======== Given records
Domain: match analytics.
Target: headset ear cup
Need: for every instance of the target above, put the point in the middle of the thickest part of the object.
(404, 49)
================
======== Given records
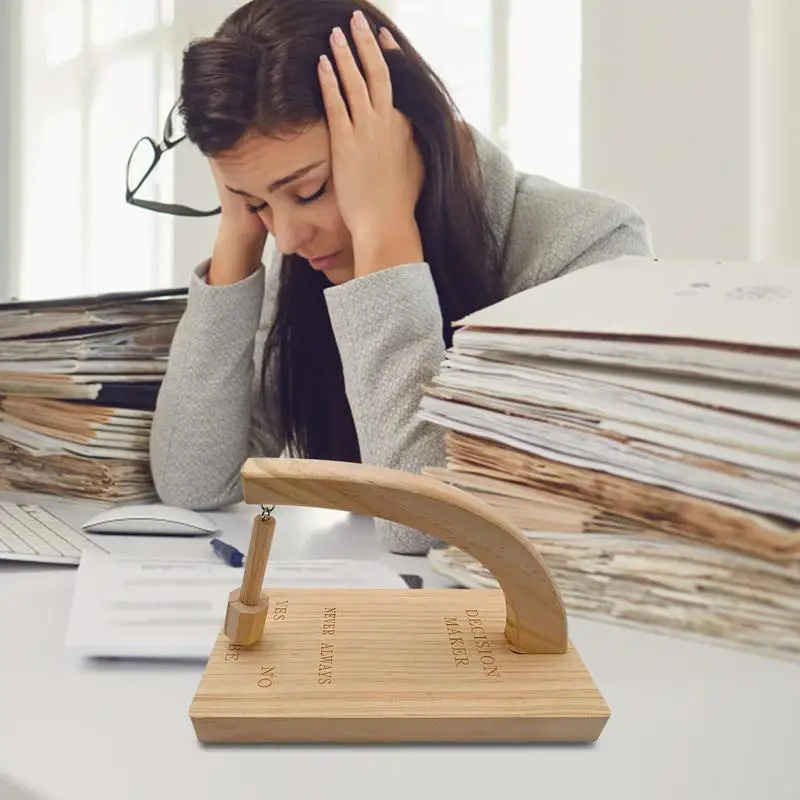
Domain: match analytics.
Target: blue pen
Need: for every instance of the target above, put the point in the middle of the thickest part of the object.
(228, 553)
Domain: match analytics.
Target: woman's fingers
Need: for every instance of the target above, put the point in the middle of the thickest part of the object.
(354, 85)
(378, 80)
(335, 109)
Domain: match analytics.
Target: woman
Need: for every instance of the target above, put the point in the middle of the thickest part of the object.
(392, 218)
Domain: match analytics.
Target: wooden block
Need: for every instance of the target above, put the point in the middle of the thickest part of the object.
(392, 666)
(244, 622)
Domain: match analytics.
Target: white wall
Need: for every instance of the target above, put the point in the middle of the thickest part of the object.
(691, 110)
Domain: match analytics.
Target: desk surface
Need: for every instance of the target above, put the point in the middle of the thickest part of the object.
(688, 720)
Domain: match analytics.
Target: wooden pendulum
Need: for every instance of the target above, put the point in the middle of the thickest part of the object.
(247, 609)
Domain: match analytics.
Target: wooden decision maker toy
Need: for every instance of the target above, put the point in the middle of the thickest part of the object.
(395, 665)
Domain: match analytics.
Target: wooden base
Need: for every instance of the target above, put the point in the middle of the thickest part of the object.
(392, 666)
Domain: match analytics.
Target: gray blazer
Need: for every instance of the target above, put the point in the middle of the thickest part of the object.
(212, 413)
================
_What the exercise asks_. Pick out every line in the items above that contains the string "wooden" and copy each one.

_Task answer_.
Target: wooden block
Target: wooden pendulum
Target: wooden decision maker toy
Target: wooden base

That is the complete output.